» What you need to do
Copy out only the lines between the one holding "274L408 270L407 273L403" and the one holding "box: [266, 141, 299, 163]", inclusive, with "positive clicks" renamed to "foreground clicks" and nothing else changed.

Material provided: Begin

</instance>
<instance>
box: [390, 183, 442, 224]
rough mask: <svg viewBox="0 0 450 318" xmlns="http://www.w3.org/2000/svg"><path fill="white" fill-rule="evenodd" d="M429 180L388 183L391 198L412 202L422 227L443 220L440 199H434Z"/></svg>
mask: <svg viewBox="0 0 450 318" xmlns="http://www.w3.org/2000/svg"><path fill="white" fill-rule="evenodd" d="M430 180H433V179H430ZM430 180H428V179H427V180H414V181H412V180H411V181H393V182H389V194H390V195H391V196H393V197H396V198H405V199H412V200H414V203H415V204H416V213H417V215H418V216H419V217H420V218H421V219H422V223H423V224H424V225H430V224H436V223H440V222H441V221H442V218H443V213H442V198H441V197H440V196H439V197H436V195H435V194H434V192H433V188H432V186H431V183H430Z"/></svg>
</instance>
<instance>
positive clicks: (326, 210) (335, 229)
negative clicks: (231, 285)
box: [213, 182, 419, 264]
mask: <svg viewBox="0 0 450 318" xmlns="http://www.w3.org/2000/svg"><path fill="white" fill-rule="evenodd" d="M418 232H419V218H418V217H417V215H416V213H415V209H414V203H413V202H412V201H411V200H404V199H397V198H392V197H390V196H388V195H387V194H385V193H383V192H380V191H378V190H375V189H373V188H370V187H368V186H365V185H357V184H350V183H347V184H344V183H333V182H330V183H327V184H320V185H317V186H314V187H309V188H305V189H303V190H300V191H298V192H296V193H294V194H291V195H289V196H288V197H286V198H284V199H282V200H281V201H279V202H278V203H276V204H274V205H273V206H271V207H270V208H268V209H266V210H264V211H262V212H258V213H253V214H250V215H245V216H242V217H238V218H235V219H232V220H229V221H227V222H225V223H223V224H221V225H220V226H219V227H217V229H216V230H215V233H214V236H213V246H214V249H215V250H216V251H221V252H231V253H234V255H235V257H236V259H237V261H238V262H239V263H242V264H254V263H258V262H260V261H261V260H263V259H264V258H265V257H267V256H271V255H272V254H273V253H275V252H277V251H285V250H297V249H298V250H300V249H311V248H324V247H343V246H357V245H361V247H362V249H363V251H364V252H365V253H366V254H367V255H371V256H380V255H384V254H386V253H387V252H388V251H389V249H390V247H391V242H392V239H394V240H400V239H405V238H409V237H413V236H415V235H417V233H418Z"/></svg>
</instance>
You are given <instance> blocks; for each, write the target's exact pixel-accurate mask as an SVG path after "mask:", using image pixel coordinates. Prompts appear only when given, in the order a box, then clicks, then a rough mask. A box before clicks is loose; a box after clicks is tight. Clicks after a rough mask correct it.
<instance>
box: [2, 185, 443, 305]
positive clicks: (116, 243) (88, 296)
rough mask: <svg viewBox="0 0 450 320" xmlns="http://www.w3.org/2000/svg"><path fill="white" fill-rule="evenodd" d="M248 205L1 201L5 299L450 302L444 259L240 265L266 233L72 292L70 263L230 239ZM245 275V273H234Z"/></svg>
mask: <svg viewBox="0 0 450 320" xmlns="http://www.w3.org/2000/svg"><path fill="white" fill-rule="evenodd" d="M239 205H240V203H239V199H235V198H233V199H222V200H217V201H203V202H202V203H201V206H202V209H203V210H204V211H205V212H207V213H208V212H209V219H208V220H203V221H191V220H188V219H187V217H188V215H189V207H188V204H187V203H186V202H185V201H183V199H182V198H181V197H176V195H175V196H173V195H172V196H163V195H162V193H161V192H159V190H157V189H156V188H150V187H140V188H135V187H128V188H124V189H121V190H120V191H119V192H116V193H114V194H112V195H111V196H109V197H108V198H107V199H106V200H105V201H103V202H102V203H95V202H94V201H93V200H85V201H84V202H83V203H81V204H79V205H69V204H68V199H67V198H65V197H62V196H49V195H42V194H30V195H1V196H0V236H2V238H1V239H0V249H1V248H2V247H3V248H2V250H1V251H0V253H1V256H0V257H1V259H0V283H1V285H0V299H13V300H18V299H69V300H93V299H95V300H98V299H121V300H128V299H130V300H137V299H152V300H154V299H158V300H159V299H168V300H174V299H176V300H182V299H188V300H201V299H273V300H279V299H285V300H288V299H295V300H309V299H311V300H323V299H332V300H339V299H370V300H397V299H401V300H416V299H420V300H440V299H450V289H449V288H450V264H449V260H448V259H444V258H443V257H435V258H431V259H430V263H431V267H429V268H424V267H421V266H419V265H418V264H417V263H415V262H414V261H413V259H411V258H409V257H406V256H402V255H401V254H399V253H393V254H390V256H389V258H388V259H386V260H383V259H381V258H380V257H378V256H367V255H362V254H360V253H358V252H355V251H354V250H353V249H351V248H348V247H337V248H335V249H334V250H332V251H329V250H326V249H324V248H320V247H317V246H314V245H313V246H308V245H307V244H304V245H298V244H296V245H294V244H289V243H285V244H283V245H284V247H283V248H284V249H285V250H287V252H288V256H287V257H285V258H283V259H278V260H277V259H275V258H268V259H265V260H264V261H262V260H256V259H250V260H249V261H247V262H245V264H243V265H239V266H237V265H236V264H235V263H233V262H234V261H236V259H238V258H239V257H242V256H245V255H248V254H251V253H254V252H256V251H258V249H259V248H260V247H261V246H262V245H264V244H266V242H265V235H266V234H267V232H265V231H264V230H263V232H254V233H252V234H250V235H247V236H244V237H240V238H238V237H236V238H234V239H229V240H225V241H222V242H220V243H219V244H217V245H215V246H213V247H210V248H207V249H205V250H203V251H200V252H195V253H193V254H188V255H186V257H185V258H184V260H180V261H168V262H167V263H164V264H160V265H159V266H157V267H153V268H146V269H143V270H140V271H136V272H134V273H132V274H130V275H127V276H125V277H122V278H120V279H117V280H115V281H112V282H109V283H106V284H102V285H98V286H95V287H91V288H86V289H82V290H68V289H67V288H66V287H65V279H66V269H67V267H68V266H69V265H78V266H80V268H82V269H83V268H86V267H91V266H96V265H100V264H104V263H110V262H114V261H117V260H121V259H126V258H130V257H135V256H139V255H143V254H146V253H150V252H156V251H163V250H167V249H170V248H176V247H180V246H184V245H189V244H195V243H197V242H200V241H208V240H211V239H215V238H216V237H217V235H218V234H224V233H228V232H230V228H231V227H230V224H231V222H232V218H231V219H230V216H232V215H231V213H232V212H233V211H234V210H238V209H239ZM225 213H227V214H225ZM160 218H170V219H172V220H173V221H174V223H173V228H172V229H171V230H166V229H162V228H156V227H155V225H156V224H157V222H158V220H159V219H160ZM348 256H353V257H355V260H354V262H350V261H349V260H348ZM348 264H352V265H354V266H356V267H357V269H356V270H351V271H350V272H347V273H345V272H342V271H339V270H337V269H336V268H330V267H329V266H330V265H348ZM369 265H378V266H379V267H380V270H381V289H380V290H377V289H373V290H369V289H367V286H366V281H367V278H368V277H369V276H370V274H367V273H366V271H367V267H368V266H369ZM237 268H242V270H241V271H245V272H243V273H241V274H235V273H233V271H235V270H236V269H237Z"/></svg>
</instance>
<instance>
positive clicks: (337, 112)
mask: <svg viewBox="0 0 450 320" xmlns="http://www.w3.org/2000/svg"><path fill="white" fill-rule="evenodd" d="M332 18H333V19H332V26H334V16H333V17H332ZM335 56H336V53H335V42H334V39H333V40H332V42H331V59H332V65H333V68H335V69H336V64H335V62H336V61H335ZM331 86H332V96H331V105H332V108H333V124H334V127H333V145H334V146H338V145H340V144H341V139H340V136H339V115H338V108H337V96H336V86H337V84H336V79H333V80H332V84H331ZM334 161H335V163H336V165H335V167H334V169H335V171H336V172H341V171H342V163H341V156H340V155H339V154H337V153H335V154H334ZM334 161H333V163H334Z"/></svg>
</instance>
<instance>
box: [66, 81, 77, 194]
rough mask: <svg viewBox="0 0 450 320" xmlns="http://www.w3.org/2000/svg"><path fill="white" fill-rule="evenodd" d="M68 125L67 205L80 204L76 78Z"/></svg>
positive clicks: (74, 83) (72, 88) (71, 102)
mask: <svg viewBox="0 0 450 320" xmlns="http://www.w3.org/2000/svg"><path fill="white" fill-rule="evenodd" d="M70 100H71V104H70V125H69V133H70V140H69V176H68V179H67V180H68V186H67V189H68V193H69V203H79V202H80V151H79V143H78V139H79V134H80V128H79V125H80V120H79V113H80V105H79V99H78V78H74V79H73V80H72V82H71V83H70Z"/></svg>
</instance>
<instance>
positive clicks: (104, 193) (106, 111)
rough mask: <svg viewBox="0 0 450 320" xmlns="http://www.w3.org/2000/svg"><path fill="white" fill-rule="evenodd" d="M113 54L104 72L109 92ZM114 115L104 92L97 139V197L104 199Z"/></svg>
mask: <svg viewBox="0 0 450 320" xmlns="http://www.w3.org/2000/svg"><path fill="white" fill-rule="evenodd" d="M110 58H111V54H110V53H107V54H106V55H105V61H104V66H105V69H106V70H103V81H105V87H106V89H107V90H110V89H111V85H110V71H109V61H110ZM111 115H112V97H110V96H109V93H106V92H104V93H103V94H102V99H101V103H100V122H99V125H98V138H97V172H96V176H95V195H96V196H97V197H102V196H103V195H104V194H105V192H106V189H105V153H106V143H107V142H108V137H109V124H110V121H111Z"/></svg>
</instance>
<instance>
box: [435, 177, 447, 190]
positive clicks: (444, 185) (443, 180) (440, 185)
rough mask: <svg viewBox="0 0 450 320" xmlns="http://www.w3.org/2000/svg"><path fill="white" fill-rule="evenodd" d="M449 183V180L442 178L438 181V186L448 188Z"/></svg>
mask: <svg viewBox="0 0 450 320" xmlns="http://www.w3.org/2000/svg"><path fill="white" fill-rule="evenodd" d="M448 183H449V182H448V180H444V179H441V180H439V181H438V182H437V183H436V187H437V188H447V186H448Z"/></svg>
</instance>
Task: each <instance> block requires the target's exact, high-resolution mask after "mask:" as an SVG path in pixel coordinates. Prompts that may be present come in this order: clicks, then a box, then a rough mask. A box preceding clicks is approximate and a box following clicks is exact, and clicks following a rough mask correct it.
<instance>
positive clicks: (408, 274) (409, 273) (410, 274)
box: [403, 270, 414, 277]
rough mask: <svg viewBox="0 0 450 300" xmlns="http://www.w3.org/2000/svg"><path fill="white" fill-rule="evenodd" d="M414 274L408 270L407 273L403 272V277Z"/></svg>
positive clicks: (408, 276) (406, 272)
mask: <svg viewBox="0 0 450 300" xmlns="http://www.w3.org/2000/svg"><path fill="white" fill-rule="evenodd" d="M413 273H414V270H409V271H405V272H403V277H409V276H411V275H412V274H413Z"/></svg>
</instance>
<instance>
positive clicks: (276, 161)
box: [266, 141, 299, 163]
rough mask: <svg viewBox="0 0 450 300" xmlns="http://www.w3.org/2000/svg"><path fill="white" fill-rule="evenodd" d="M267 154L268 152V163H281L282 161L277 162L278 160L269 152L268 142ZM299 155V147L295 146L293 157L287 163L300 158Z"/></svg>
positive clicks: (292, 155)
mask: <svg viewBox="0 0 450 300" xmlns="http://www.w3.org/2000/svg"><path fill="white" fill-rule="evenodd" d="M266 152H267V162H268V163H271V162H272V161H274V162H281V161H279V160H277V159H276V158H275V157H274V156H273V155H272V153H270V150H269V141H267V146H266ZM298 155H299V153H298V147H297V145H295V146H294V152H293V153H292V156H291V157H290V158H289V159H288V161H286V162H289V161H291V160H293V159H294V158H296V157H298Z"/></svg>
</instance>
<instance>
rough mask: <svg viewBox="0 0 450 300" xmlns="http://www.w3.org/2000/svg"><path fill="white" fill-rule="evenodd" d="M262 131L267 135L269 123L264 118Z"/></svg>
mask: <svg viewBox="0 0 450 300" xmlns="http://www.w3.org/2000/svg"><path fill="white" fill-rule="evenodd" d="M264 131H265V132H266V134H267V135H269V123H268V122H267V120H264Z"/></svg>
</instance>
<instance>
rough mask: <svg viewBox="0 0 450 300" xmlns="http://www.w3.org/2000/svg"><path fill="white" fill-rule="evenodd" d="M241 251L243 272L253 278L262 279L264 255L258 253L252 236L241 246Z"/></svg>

Material provided: End

» Response area
rough mask: <svg viewBox="0 0 450 300" xmlns="http://www.w3.org/2000/svg"><path fill="white" fill-rule="evenodd" d="M414 274L408 270L407 273L403 272V277Z"/></svg>
foreground clicks: (408, 276) (406, 272)
mask: <svg viewBox="0 0 450 300" xmlns="http://www.w3.org/2000/svg"><path fill="white" fill-rule="evenodd" d="M413 273H414V270H409V271H405V272H403V277H409V276H411V275H412V274H413Z"/></svg>
</instance>
<instance>
foreground clicks: (276, 161)
box: [266, 141, 299, 163]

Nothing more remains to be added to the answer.